Any reflection on the reactionary ideology of television entertainment during the Cold War years and after must consider Jack Webb. One of the industry's auteurs, Webb created the iconic cop show Dragnet, a program that today seems little more than propaganda for the Los Angeles Police Department. Dragnet was conceived at a time when the institution was fast losing legitimacy with the urban poor and even sectors of the middle class, but the show is more than a defense of the police. It wants to define "American values" and to separate the righteous not just from criminals but from all the mis-fits, oddities, and malcontents who pollute the American landscape.

Webb began as a supporting actor in Sunset Boulevard (Billy Wilder, 1950) and decent films noirs such as Dark City (William Dieterle, 1950); Appointment with Danger (Lewis Allen, 1951); and most crucially for Webb's authorial vision, He Walked by Night (Alfred L. Werker, 1948), which would become Dragnet's stylistic template, from its semidocumentary quality down to its opening title card that read, "The names have been changed—to protect the innocent."1 After originating Dragnet on radio in 1949, Webb directed the series in its 1950s TV run (NBC, 1951-1959) and later directed and produced the show when it was resurrected for the 1960s (NBC, 1967-1970).2 His temperament [End Page 165] was embodied in Dragnet as completely as that of any celebrated film director in his or her most identifiable work. In Joe Friday, whom he always portrayed, he created a character who would be the mouthpiece for his social-political outlook. Webb the bullying director was Webb the angry, sometimes hysterical Sergeant Joe Friday. From its authoritarian voice-over to the two sweaty male fists that bang out the metal quasi-fascist Mark VII logo (symbol of Webb's production company) at each episode's conclusion, Dragnet and Webb seem synonymous with the right-wing worldview.

> Source data
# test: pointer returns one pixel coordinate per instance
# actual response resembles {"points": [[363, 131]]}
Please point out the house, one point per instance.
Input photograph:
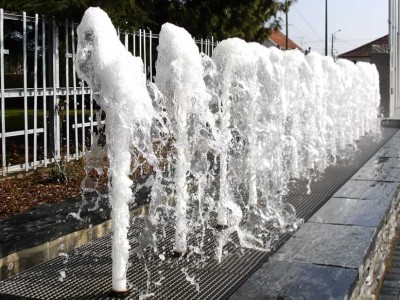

> Set task A
Please retype the stretch of the Jack Webb passage from "Any reflection on" through "the American landscape.".
> Set task B
According to the Jack Webb passage, which film became Dragnet's stylistic template?
> Set task C
Write what comes next in the Jack Webb passage, picking up after its last sentence.

> Exercise answer A
Any reflection on the reactionary ideology of television entertainment during the Cold War years and after must consider Jack Webb. One of the industry's auteurs, Webb created the iconic cop show Dragnet, a program that today seems little more than propaganda for the Los Angeles Police Department. Dragnet was conceived at a time when the institution was fast losing legitimacy with the urban poor and even sectors of the middle class, but the show is more than a defense of the police. It wants to define "American values" and to separate the righteous not just from criminals but from all the mis-fits, oddities, and malcontents who pollute the American landscape.

> Exercise answer B
He Walked by Night (Alfred L. Werker, 1948).

> Exercise answer C
Webb's show served specific institutional needs. NBC, the sponsoring network, was obviously one institution invested in the program; the other was the LAPD. The latter provided Webb with an encumbrance he insisted on, not only to aid the show's verisimilitude but also to permit him to be an advocate for the LAPD and its controversial chief William H. Parker. In later manifestations of the show, Webb paid homage to whoever was at the particular moment in charge of the LAPD. Webb also used the names of actual LAPD officers for his walk-on cops, including DeWayne Wolfer, a forensics investigator whom some researchers have viewed as a central figure in covering up information pertaining to the Robert F. Kennedy assassination.3

Jack Webb's Sergeant Joe Friday is the television incarnation of the paranoid style in American politics. The "other" is omnipresent, especially in the 1960s series. Webb's lengthy establishing shots of the smog-laden LA cityscape show us not the generic "naked city" shielding criminals but, rather, an image of a normal world that can be easily capsized by those who don't belong—which in Webb's vision includes much of the population. Webb is a man possessed, focusing on the details of daily life as a way of holding off the storm. He is Wilhelm Reich's "little man," obsessed with minutiae, noting at the start of each Dragnet episode not only the day of the month but also the weather and the hour to the minute.

Dragnet is known for its sparse style, clipped delivery, and mise-en-scène shorn of fancy aesthetics. This lean aesthetic could be read as a rejection of feminine; indeed, the repression of the feminine is a preoccupation of the show. Dragnet has some very recognizable—one might say trademark—stylistic tics, including its four-chord opening theme, a dour, strident deformation of Miklos Rozsa's opening for The Killers (Robert Siodmak, 1946). That, and Walter Schumann's "Dragnet March," aka "Danger Ahead," conveyed the show's essentially martial character. The show sticks to a strict shot-countershot formula, beginning with shots of Joe Friday and his partner at police...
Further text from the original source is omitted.